TEXT SECTION:
And when the show became dominated by those fantasy sequences (to the point where the real world feels just as wacky) in its fifth and sixth seasons, falling into the trap of believing that the world J.D. escapes into is the one that viewers want to visit, the show ran into a creative brick wall: while Cameron call sell Avatar on Pandora (although I’d argue the overall universe is sold effectively as well) because of the visual rollercoaster he’s creating, Scrubs needed more than juvenile cutaways to sell itself to the audience on a weekly basis. I’d perhaps watch an episode, or perhaps a film, that was as wacky as Scrubs at its most off-kilter, but an entire series was unsustainable. And when the show returned to the “real” world in its eighth season, it was as if the balance had been restored: I looked forward to the next episode of Scrubs because it was taking place in a world I enjoyed rather than a world that made me want to punch J.D. in the face.

Then perhaps the problem with the show’s ninth season is that said world doesn’t exist anymore, that the new Med School setting is no longer as welcoming to the audience. And rather than build the world from scratch, Lawrence chose to populate it with character we represent from the old world and plots stolen almost directly from that series, which only serves to remind us of what is missing (the Janitor, Carla, etc.). While Lawrence seems to argue that this would have been fixed had he been allowed to rename the show Scrubs Med School, the name has nothing to do with it: rather, the new setting is being built using scattered remains of the old one, which draws comparisons that are going to hamper any attempts for this world to draw in viewers who were used to the one before.

Avatar has a similar problem, in that many have remarked the story’s similarity to every “outsider integrates into different culture” narrative as well as a wide range of historical circumstances (including those surrounding race and culture as well as military occupations), which means that the world it creates has to overcome all of these comparatives to distinctly connect with audiences. And for me personally, Avatar achieves this: major story beats late in the film feel as if they belong to Pandora rather than our own reality (or the magic of special effects), and Jake’s cultural integration feels transformative for both his character and for how we view this universe. It’s a world I’d gladly return to for a sequel, which is exactly what Cameron needed to achieve for the film’s world-building to be considered a success.

STORED ROWS:
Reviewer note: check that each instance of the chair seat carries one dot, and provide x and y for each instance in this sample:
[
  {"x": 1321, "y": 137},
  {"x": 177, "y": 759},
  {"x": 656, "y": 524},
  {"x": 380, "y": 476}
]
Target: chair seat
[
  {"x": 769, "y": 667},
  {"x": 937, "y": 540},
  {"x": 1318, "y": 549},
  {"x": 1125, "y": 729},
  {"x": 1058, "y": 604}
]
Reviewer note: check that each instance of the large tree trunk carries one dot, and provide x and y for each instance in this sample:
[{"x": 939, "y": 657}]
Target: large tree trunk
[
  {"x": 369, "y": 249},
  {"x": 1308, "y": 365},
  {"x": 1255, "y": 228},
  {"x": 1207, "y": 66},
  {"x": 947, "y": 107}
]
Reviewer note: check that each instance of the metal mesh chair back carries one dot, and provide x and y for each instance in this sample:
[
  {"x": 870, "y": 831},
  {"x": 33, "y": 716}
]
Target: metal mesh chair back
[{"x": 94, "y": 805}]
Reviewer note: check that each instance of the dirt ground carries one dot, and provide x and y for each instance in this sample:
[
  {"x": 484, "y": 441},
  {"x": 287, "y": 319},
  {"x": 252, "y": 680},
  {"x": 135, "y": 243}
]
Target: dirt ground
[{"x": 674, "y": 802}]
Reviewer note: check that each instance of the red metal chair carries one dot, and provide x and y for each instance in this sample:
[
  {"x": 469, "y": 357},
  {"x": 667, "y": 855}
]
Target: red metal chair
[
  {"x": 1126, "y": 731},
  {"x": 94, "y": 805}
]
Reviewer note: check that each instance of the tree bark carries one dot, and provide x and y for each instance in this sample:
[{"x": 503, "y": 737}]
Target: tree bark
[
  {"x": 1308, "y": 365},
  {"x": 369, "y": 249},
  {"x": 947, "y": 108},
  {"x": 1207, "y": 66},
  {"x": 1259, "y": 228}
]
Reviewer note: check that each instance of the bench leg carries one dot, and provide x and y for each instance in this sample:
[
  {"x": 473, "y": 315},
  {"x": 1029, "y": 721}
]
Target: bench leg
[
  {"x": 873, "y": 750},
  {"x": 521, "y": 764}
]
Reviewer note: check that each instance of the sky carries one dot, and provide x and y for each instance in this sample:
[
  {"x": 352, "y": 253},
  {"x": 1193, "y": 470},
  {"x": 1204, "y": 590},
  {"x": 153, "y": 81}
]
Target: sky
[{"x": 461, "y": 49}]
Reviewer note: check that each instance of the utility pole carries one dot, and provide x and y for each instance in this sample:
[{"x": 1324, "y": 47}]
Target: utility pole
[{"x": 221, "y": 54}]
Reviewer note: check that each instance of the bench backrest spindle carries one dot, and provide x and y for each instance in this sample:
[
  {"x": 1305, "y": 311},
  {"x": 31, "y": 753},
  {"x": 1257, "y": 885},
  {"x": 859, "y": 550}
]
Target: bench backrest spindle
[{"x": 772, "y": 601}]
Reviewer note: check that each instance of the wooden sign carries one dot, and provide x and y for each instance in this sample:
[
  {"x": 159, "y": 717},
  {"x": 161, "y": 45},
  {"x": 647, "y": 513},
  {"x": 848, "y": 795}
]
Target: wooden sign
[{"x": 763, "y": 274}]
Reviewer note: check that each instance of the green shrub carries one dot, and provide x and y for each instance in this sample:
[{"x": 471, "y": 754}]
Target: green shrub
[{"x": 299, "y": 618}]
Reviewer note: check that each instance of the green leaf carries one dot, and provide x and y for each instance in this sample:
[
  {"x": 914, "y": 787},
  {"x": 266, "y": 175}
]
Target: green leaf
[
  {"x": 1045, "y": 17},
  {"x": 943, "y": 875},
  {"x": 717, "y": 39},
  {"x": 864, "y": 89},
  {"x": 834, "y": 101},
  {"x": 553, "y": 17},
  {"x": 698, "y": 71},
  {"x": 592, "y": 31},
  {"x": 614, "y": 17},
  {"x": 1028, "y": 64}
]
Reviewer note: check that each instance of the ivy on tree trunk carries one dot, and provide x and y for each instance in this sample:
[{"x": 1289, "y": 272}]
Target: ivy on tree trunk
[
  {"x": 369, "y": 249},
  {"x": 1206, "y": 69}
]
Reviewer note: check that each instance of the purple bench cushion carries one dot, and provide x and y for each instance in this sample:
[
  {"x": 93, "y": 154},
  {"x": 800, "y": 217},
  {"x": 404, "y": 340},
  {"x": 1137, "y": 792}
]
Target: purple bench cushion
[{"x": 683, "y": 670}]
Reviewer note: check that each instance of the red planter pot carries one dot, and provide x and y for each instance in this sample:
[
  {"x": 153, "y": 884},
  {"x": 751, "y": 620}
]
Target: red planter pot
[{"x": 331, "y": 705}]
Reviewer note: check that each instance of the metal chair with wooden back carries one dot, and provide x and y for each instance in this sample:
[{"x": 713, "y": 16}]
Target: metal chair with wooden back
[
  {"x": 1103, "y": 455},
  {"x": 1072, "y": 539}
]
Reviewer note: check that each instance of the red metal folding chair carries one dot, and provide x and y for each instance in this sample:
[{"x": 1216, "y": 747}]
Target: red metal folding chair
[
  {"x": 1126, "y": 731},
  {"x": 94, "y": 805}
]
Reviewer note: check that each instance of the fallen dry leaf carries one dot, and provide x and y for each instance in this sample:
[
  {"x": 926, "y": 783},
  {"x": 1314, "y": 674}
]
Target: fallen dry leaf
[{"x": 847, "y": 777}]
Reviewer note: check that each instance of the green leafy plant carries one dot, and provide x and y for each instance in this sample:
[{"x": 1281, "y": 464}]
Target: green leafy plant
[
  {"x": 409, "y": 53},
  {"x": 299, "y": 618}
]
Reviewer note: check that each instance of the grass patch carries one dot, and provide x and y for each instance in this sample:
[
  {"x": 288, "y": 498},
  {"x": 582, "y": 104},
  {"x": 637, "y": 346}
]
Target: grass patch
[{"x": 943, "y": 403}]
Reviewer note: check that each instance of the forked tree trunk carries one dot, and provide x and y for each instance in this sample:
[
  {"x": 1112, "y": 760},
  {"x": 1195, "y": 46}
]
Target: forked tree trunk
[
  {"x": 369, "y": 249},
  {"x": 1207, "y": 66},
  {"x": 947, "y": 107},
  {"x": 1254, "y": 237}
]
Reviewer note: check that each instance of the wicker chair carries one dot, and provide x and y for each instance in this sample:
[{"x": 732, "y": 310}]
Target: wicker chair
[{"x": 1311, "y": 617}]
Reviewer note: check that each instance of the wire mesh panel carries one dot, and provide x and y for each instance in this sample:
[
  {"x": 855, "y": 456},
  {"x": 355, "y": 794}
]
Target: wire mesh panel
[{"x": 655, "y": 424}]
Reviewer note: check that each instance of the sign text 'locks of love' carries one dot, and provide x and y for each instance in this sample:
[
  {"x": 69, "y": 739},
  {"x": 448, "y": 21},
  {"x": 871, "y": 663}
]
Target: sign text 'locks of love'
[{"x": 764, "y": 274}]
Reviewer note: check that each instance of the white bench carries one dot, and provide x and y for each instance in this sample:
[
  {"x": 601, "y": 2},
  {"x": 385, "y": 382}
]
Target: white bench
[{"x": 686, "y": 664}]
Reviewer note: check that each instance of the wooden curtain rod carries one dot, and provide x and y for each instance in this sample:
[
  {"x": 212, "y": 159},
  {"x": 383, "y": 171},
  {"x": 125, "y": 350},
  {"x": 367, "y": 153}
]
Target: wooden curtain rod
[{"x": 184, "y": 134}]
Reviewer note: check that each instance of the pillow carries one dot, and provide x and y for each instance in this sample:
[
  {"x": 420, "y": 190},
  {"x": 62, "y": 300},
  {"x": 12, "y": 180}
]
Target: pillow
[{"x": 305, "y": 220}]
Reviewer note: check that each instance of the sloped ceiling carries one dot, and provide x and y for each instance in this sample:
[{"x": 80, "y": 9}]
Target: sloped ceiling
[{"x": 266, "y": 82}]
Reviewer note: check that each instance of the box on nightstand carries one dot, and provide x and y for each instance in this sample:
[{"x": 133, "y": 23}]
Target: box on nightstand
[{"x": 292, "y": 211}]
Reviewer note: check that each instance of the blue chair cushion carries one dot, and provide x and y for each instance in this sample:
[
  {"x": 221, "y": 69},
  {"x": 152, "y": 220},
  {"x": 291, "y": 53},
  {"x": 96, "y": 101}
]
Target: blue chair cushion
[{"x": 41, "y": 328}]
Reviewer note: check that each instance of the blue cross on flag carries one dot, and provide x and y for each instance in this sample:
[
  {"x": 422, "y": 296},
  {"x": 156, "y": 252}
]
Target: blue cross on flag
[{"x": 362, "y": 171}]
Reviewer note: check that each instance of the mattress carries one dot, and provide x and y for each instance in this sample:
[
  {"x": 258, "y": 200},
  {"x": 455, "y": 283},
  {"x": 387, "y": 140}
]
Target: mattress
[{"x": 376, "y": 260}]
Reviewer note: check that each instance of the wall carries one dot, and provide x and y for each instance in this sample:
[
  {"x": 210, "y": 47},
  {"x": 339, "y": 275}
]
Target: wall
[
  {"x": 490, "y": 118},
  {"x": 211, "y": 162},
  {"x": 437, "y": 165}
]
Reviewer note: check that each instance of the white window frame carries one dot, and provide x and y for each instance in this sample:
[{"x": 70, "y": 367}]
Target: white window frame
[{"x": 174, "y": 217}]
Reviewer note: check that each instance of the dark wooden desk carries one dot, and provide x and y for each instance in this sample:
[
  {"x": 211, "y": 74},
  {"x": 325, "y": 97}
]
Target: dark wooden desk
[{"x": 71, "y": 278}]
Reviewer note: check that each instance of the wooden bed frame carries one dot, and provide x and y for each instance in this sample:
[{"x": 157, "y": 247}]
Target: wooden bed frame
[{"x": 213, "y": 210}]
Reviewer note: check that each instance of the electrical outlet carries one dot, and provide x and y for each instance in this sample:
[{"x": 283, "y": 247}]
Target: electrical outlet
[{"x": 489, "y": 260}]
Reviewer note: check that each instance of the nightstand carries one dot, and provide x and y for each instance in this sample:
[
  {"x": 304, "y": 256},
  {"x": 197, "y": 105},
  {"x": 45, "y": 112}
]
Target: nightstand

WRITTEN INSTRUCTION 1:
Please list every Scrubs season that the Scrubs and Avatar text mentions by number.
WRITTEN INSTRUCTION 2:
Answer these from the Scrubs and Avatar text:
(a) In which season did Scrubs return to the "real" world?
(b) What name did Lawrence want to give the show?
(c) What does the writer say they would gladly return to for a sequel?

CORRECT ANSWER 1:
Fifth
Sixth
Eighth
Ninth

CORRECT ANSWER 2:
(a) The eighth season
(b) Scrubs Med School
(c) The world of Avatar